### [YOUR OBJECTIVE]
Collect every line from the listing below that contains the string "door" and copy each one out.

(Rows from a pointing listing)
☆ ☆ ☆
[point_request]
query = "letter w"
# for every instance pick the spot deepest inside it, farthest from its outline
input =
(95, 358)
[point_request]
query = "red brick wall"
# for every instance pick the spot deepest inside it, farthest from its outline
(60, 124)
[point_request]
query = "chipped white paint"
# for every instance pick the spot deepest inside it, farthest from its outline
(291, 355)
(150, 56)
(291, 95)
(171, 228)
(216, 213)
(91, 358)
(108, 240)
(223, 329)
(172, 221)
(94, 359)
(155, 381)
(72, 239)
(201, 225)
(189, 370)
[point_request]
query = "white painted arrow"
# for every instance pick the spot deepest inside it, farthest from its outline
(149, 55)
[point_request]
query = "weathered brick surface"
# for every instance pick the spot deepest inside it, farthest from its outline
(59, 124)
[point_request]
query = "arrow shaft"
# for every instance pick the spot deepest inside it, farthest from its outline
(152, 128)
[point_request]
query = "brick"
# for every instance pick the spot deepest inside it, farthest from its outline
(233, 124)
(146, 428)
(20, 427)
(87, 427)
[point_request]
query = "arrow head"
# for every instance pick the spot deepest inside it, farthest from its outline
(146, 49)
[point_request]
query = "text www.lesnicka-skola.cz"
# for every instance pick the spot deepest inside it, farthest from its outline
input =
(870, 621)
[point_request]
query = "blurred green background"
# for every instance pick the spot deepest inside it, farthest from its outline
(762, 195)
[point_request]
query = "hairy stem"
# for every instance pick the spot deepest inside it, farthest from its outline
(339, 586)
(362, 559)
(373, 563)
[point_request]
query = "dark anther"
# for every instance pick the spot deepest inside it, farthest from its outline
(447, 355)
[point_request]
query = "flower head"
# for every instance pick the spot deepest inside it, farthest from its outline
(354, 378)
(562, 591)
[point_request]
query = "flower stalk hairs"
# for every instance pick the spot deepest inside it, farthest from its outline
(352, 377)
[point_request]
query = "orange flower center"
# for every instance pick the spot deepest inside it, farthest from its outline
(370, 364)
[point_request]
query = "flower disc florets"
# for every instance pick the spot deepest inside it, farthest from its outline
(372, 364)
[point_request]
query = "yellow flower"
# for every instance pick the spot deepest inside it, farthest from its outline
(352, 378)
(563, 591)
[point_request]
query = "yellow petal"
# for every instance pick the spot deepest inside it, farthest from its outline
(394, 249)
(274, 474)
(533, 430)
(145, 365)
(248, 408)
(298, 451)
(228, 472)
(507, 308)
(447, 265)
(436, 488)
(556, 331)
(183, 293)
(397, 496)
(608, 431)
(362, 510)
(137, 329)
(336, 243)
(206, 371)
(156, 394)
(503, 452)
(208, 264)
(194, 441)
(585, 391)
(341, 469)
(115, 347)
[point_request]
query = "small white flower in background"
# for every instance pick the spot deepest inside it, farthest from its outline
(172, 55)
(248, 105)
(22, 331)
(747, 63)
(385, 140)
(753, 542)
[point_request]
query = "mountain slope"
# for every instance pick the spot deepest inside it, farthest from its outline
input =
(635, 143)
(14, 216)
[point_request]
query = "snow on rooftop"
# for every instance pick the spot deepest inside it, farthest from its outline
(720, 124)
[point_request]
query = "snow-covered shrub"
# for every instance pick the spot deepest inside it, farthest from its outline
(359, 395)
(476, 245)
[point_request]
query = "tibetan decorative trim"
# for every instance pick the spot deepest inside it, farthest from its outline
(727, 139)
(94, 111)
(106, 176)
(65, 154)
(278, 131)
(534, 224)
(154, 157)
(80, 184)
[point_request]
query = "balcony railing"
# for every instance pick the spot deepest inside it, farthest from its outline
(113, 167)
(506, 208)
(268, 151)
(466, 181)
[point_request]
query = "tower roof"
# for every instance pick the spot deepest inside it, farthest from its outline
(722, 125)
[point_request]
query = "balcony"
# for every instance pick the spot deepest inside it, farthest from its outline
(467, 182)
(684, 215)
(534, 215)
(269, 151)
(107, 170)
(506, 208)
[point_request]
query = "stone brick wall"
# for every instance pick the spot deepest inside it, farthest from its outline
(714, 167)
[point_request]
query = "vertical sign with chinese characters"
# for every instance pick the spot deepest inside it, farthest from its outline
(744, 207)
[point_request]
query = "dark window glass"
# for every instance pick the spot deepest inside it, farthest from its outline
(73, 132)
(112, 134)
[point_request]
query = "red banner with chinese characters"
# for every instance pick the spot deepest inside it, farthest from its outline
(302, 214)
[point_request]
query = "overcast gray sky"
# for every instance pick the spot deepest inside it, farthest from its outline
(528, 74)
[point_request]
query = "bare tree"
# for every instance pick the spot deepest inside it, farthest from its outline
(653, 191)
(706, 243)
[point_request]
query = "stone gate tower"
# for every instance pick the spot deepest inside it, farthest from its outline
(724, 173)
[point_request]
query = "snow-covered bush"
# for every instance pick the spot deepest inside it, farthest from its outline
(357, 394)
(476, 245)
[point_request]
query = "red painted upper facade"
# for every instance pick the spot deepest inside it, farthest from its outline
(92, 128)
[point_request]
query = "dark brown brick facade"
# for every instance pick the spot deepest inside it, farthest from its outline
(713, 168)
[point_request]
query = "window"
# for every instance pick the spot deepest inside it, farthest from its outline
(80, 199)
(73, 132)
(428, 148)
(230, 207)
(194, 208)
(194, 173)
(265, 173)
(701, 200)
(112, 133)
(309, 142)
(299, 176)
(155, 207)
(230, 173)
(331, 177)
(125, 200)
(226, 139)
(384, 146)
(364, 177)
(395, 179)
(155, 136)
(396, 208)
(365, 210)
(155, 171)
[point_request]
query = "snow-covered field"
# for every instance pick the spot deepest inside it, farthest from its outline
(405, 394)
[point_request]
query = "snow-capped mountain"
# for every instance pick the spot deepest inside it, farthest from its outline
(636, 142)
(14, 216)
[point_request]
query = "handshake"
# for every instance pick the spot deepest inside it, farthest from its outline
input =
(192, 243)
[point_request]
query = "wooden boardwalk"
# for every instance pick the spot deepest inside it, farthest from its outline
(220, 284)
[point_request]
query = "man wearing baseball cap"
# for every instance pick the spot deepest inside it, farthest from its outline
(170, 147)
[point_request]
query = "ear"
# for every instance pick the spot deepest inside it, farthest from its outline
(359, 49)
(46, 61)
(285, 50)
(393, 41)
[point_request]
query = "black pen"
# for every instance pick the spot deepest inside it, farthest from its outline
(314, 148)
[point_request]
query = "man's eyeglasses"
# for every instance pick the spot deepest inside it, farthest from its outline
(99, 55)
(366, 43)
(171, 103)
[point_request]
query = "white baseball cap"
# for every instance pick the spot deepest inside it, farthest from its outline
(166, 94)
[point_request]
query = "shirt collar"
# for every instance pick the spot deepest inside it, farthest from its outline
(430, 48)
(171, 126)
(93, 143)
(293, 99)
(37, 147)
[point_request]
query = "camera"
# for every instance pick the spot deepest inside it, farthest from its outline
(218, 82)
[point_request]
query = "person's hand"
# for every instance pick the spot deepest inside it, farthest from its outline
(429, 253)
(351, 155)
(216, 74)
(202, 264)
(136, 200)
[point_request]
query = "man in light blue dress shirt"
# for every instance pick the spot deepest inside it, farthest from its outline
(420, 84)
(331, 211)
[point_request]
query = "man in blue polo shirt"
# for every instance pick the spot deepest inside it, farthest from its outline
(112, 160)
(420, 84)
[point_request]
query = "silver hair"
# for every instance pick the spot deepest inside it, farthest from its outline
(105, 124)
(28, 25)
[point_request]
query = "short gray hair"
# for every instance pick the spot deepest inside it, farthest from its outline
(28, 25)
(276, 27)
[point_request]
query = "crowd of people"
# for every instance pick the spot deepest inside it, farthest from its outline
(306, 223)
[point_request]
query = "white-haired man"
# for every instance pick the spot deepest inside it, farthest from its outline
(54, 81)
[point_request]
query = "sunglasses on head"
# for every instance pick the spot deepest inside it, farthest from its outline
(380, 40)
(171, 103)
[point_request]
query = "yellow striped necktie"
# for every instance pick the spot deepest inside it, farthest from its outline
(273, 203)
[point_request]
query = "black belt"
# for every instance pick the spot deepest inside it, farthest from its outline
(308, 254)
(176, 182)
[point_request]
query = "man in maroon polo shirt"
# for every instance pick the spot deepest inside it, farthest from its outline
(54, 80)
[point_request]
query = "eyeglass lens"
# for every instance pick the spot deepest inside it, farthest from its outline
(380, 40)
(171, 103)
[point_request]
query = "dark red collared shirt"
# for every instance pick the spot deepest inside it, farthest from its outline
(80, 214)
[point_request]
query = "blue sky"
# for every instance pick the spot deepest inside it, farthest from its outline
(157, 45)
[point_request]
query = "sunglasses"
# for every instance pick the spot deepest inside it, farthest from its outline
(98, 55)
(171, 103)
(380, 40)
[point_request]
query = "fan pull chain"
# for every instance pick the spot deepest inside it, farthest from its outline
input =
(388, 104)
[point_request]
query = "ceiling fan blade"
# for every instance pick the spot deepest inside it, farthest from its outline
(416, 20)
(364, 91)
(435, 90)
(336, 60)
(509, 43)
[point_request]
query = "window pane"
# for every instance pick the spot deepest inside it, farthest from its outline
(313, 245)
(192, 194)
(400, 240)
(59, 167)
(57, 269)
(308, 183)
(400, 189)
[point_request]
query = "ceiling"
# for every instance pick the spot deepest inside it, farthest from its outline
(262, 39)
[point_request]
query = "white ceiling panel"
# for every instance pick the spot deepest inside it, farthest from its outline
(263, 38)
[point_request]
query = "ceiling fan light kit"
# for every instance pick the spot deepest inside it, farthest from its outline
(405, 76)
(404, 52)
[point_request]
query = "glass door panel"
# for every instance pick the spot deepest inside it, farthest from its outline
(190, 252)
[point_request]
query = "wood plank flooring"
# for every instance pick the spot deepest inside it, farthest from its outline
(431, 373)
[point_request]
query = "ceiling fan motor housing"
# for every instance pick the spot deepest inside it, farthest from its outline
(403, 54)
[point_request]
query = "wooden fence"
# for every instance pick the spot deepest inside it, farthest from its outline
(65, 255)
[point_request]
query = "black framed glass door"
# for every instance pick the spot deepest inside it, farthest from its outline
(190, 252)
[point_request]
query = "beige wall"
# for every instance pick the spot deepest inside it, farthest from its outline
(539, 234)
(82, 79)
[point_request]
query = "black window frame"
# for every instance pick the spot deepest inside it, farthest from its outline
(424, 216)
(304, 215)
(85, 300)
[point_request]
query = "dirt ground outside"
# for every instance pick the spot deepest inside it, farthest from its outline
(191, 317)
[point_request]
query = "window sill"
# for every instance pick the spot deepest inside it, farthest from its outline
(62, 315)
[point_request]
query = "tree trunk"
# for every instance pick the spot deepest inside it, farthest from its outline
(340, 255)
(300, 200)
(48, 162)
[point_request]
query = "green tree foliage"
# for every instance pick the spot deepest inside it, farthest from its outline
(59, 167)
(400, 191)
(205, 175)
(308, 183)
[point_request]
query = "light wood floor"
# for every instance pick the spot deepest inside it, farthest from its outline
☆ ☆ ☆
### [RESPONSE TO THIS EXERCISE]
query = "glass door panel"
query = "black framed glass door"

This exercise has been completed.